[Records from a collection]

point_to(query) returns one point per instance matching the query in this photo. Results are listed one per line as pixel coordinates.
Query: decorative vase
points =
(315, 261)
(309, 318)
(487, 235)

Required task: Could you copy every one of the lines above, unchanged?

Task result:
point_to(query) returns one point per instance matching the query in this photo. Results are listed one per line as pixel coordinates.
Query: decorative vase
points =
(315, 261)
(309, 318)
(487, 235)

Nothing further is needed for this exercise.